_Source passage_
* Start *

- VHS cover art
- Genre: Western
- Written by: Robert Schenkkan
- Directed by: John Irvin
- Starring: Michael Greyeyes; Irene Bedard; Jimmy Herman; August Schellenberg; Ned Beatty; Peter Horton; Wes Studi;
- Music by: Lennie Niehaus
- Country of origin: United States
- Original language: English

Production
- Executive producers: Robert M. Sertner; Frank von Zerneck;
- Producers: Salli Newman; Cleve Landsberg; Hanay Geiogamah; Randy Sutter; Stacy Mandelberg;
- Cinematography: Thomas Burstyn
- Editor: Mark Conte
- Running time: 90 minutes
- Production company: Von Zerneck-Sertner Films

Original release
- Network: TNT
- Release: July 7, 1996

= Crazy Horse (1996 film) =

Crazy Horse is a 1996 American Western television film based on the true story of Crazy Horse, a Native American war leader of the Oglala Lakota, and the Battle of Little Bighorn. It was shown on TNT as part of a series of five "historically accurate telepics" about Native American history.

* End *

_Task objective_
Using the Crazy Horse film entry, decide whether each statement agrees with it: (a) The film was directed by Robert Schenkkan. (b) The film first aired on TNT. (c) The film was one of five telepics about Native American history shown on its network. Answer yes or no for each and quote the deciding words.

_Saved entries_
* Start *

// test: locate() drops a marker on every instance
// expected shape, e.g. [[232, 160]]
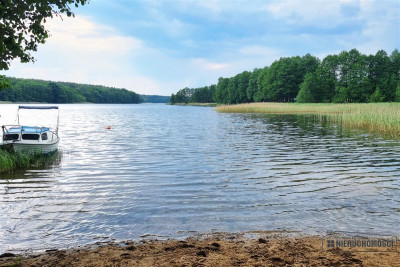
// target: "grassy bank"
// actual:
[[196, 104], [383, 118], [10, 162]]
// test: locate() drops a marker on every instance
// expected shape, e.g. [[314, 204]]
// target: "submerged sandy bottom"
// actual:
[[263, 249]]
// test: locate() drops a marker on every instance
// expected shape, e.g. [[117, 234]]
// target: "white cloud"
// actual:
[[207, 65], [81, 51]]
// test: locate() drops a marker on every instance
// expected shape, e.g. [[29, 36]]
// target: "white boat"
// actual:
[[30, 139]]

* End *

_Finished answer_
(a) No: "Directed by: John Irvin"
(b) Yes: "Network: TNT"
(c) Yes: "It was shown on TNT as part of a series of five "historically accurate telepics" about Native American history."